Stored data entries
══════════

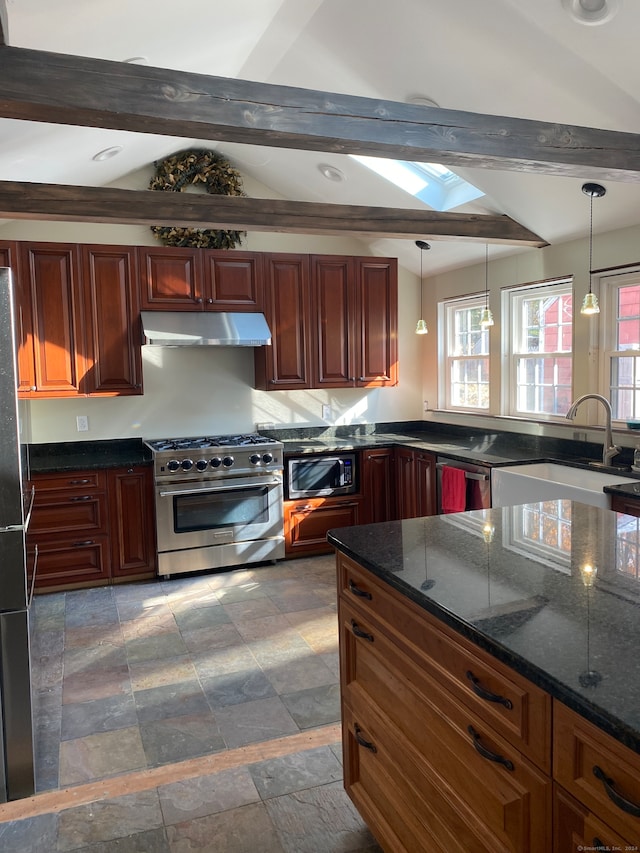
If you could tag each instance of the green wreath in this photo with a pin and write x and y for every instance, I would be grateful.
(175, 174)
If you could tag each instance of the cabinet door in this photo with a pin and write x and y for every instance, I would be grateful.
(286, 363)
(112, 320)
(407, 504)
(378, 484)
(51, 271)
(233, 281)
(425, 473)
(171, 278)
(306, 523)
(333, 320)
(132, 523)
(376, 337)
(24, 320)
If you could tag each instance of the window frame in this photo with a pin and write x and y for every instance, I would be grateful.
(446, 313)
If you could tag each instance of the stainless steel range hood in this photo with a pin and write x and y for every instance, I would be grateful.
(204, 328)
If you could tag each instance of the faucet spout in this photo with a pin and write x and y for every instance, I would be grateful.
(609, 449)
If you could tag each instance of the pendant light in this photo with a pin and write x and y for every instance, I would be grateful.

══════════

Task objective »
Exact copy, no pictures: please print the data above once more.

Solution below »
If you could tag each instance of the green wreath in this photo with a pin and write x and y for every instance, I would be grateful.
(175, 174)
If you could tag each instance of the cabinet door in this photo with a pin and write x and y for every instance, I would be grateful.
(286, 363)
(112, 320)
(407, 504)
(378, 484)
(51, 271)
(233, 281)
(425, 473)
(171, 278)
(306, 523)
(333, 320)
(132, 523)
(376, 337)
(24, 320)
If you could tag each instance of the window frame in this photo with a pin and write x and y for every instance, I would be grateful.
(446, 313)
If you could tag each instance of the stainless steel range hood in this photo with a pin and write x and y for every instance, I would be grateful.
(204, 328)
If you could tag each instance of the faucet spout in this photo with a pin and write x and y for every instance, I would be grateful.
(609, 449)
If you could tag each instance of the pendant light in this photo with a pin and write x and y for every instance, I would be grateful.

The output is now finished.